◆ DIRECTIONS
Starting at the line that contains "Target: curved tower wall", please transcribe every line through the end of the entries, exactly and with no pictures.

[Referring expression pointing data]
┄┄┄┄┄┄┄┄┄┄┄┄┄┄┄┄┄┄┄┄

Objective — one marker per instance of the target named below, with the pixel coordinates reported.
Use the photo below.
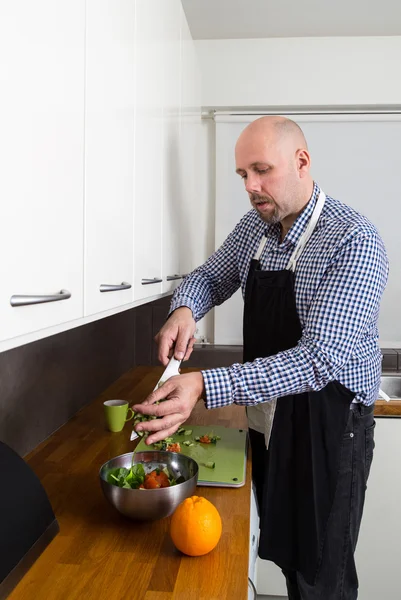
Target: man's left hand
(180, 395)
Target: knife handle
(171, 369)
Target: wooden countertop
(99, 554)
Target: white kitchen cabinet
(378, 550)
(190, 214)
(148, 174)
(41, 157)
(172, 169)
(109, 154)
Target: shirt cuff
(218, 387)
(183, 300)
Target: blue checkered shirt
(339, 281)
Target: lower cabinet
(378, 551)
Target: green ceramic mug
(116, 412)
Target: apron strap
(262, 245)
(307, 233)
(304, 237)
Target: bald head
(272, 157)
(276, 131)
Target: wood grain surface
(101, 555)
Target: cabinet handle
(150, 281)
(106, 287)
(26, 300)
(174, 277)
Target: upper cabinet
(191, 213)
(41, 157)
(148, 172)
(109, 154)
(172, 189)
(99, 113)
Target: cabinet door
(172, 173)
(109, 154)
(149, 67)
(41, 157)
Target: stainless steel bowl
(149, 505)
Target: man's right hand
(178, 333)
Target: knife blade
(171, 370)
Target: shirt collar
(300, 223)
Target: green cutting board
(229, 454)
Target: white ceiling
(225, 19)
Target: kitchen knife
(171, 370)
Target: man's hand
(177, 333)
(180, 395)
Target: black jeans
(337, 578)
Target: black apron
(296, 477)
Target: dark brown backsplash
(43, 384)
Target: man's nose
(252, 184)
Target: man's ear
(303, 162)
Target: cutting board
(229, 454)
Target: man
(312, 272)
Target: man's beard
(267, 218)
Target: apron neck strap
(262, 245)
(307, 233)
(304, 237)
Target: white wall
(300, 71)
(288, 72)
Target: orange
(195, 526)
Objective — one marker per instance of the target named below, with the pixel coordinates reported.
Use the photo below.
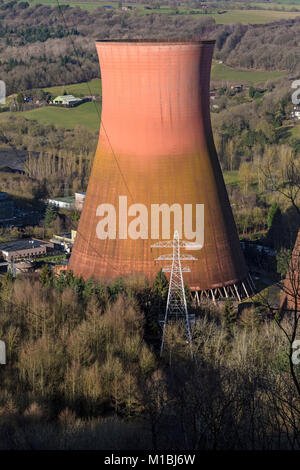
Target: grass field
(78, 89)
(253, 16)
(231, 177)
(272, 5)
(223, 72)
(229, 17)
(295, 132)
(85, 115)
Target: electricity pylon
(176, 304)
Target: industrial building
(64, 202)
(24, 249)
(157, 148)
(64, 240)
(67, 100)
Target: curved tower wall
(156, 146)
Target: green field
(295, 131)
(93, 87)
(86, 115)
(231, 177)
(229, 17)
(253, 16)
(272, 5)
(223, 72)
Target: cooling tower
(156, 147)
(290, 297)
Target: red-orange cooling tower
(156, 147)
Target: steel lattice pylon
(176, 304)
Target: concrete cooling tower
(156, 148)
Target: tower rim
(157, 41)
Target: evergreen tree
(160, 285)
(20, 100)
(230, 317)
(50, 215)
(46, 276)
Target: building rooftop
(70, 199)
(20, 245)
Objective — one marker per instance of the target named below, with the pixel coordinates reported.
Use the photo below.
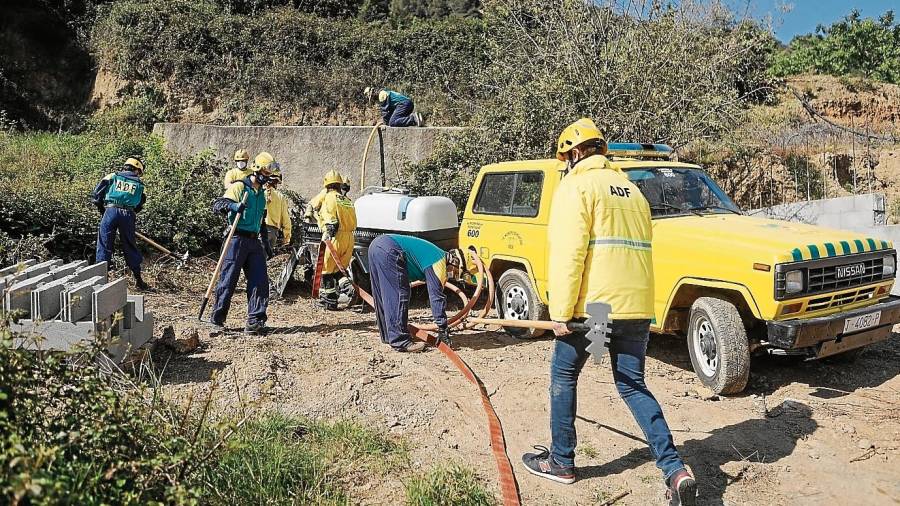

┄┄┄┄┄┄┄┄┄┄┄┄┄┄┄┄┄┄┄┄

◆ SOLVED PROBLEM
Target: curved tower wall
(156, 146)
Target: green field
(295, 131)
(93, 87)
(86, 115)
(231, 177)
(229, 17)
(253, 16)
(272, 5)
(223, 72)
Target: cooling tower
(156, 147)
(290, 297)
Target: red-orange cooling tower
(156, 147)
Target: steel lattice pylon
(176, 304)
Target: concrete cooling tower
(156, 148)
Target: tower rim
(157, 41)
Target: evergreen tree
(160, 285)
(20, 100)
(230, 317)
(50, 215)
(46, 276)
Target: building rooftop
(70, 199)
(20, 245)
Objective — one marker per instance of the target named below, with the pixel coordinates reported.
Use the photo below.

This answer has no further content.